Work item:
Keep to one stretch of the data below, the lines from the one with "Target: man's arm" up to and including the one with "Target: black running shorts", and return that stretch exactly.

** Opening Records to use block **

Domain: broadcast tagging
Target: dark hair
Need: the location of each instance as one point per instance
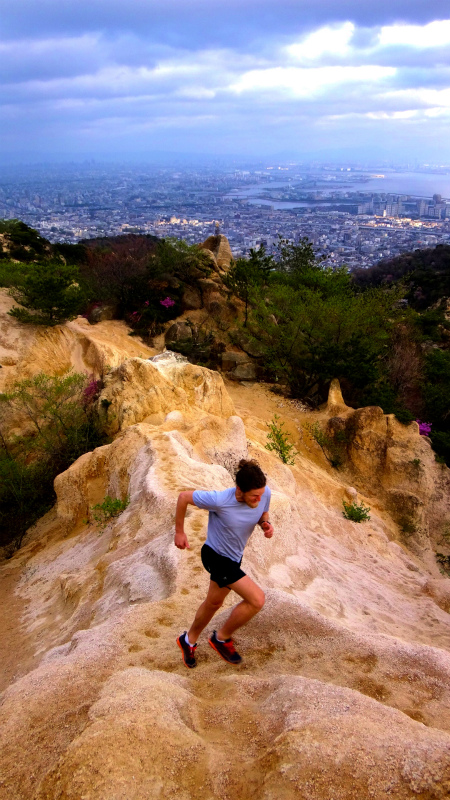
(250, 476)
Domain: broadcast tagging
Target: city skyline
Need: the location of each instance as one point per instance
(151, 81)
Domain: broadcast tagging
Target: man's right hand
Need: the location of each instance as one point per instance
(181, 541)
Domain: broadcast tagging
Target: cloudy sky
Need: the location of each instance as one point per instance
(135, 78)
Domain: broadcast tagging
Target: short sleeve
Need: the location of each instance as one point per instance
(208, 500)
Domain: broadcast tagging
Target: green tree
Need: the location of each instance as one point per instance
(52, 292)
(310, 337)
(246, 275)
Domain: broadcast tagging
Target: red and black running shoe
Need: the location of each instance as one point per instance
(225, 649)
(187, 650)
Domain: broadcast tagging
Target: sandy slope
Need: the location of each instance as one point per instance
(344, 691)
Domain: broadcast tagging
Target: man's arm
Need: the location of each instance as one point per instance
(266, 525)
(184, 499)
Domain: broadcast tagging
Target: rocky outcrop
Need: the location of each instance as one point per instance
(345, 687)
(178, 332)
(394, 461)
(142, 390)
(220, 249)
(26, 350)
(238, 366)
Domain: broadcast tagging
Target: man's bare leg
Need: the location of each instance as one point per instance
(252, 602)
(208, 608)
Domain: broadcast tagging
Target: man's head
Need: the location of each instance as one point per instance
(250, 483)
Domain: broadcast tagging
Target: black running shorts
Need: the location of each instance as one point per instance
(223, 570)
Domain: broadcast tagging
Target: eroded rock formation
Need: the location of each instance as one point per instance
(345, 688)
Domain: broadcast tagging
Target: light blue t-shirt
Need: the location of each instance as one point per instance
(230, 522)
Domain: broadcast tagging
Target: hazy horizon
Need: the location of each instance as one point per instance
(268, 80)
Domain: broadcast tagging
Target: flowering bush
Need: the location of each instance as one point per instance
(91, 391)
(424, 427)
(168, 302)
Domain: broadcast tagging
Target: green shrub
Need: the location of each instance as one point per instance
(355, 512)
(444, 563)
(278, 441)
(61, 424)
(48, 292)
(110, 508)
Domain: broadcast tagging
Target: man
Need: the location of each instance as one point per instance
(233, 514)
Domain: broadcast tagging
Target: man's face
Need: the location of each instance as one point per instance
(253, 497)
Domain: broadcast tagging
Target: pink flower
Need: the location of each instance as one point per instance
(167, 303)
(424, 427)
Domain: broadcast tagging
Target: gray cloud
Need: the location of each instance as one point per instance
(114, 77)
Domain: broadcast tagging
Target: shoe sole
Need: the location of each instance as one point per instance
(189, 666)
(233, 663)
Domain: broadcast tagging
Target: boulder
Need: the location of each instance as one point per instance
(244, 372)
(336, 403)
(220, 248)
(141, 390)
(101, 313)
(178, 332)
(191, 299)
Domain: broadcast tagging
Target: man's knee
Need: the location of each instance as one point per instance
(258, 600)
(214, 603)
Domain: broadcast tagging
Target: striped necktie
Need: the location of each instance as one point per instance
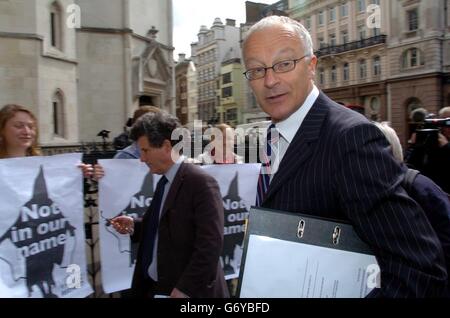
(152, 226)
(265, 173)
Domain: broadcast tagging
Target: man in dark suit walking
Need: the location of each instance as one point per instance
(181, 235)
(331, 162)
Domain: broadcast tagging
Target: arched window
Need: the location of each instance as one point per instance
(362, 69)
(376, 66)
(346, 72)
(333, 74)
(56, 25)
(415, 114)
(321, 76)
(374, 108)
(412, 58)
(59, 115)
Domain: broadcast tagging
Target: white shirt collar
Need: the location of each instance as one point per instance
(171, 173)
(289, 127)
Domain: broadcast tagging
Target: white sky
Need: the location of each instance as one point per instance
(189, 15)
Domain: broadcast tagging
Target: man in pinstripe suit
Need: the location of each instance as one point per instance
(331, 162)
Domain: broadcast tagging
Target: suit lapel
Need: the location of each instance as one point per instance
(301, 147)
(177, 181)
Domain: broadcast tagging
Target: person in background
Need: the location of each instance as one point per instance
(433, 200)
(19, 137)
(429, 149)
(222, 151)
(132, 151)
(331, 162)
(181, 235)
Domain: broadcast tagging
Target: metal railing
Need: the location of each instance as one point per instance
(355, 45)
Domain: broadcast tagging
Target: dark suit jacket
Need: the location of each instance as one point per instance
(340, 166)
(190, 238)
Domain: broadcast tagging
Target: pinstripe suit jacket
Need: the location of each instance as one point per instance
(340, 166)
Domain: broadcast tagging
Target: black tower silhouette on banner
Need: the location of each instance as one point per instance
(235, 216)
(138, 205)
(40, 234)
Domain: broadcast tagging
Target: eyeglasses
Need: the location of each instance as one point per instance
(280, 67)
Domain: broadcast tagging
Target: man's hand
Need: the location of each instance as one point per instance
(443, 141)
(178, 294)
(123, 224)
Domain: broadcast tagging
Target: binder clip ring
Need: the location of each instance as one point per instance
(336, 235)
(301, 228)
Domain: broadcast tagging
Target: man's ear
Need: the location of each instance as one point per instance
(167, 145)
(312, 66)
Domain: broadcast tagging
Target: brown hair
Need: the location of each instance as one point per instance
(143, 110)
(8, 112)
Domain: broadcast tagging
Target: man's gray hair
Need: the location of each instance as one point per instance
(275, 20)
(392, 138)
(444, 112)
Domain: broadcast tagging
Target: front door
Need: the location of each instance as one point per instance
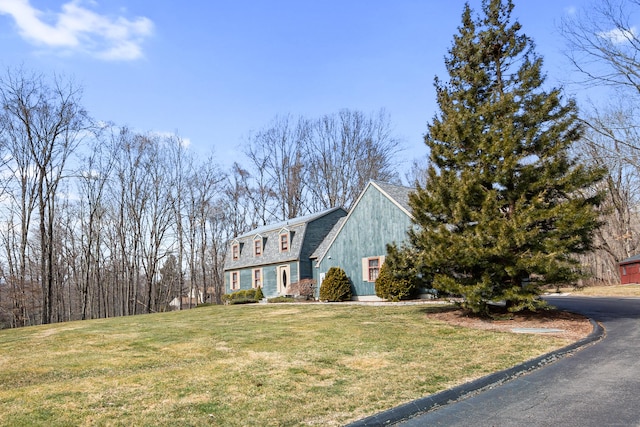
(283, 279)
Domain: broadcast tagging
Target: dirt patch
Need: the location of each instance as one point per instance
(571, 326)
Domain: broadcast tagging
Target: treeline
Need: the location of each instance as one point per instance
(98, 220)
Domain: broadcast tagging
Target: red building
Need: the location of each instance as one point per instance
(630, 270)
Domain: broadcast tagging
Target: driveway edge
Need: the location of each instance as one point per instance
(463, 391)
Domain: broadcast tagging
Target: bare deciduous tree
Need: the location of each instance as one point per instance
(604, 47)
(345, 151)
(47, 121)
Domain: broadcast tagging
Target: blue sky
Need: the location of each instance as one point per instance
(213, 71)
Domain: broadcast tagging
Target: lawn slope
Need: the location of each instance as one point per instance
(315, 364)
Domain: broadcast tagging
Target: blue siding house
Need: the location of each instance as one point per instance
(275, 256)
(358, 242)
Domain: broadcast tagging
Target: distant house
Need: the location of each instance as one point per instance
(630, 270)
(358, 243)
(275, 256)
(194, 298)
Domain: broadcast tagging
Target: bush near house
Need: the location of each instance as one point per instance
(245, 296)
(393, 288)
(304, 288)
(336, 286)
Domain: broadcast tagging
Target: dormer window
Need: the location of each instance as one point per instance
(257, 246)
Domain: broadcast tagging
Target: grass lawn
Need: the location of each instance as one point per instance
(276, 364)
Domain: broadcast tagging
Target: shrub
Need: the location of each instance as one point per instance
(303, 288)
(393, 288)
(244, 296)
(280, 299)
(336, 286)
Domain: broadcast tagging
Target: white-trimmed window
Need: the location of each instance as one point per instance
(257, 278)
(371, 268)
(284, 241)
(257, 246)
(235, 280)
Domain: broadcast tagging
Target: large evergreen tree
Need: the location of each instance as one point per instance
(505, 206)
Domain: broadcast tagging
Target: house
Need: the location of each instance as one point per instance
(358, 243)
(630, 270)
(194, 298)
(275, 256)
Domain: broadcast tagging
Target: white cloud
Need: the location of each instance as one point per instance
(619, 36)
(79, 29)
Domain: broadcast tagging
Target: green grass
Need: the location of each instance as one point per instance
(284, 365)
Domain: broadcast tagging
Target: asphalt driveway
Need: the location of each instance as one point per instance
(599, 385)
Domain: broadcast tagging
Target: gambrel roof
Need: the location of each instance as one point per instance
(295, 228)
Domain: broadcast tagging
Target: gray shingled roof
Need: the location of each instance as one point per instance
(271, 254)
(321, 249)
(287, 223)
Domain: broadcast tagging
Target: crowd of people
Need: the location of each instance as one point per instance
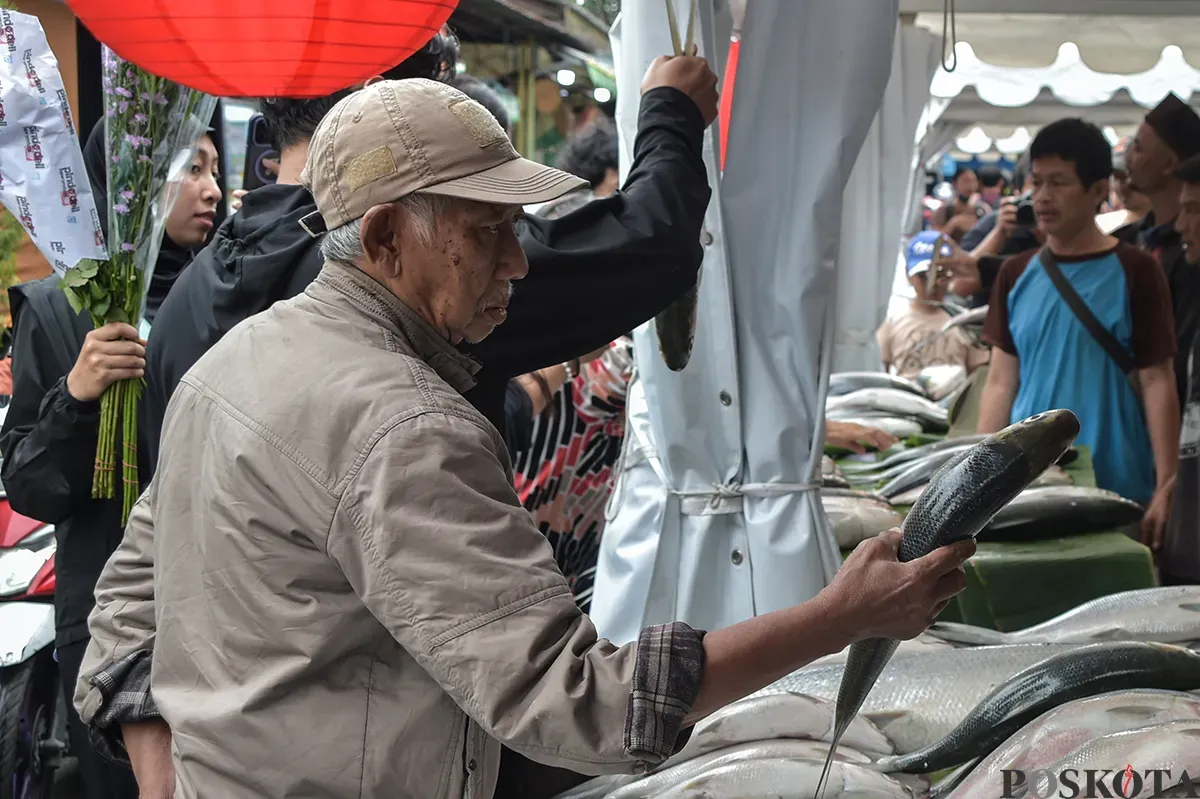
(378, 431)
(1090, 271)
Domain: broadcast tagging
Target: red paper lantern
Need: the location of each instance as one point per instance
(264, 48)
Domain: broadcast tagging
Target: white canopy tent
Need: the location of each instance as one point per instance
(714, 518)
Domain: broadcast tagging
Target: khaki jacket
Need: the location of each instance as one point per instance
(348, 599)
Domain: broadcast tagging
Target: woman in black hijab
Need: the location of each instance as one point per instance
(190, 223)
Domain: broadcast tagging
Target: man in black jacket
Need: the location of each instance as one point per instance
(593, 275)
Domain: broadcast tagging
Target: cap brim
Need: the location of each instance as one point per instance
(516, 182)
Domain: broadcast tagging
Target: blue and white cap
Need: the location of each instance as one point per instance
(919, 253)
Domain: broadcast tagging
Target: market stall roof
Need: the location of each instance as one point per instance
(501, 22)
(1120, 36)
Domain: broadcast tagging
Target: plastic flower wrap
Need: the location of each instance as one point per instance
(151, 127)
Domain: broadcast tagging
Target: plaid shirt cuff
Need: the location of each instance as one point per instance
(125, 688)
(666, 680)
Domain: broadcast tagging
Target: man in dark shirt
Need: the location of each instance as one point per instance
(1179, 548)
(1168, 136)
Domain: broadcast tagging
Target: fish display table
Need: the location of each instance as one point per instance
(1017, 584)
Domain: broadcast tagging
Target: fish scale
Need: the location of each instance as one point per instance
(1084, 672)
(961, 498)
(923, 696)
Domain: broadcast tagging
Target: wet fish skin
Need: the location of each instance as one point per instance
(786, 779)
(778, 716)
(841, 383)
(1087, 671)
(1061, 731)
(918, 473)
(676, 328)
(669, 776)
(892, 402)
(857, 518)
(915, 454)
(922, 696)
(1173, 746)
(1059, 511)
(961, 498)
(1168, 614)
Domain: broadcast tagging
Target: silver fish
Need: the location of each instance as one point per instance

** Closing Records to use block **

Result of this task:
Target: man's arm
Need: the location of each instance as one point per instance
(266, 525)
(184, 499)
Domain: broadcast tagging
Target: rocky outcrop
Need: the location of each instance as one point per instance
(345, 687)
(178, 332)
(394, 461)
(142, 390)
(220, 249)
(26, 350)
(238, 366)
Domain: broadcast tagging
Target: man's bare leg
Need: the location of each instance as one point per instance
(252, 602)
(208, 608)
Domain: broadcast tagging
Target: man's head
Need: the location of each instance as one point per instance
(250, 483)
Domain: broadcast tagging
Target: black running shorts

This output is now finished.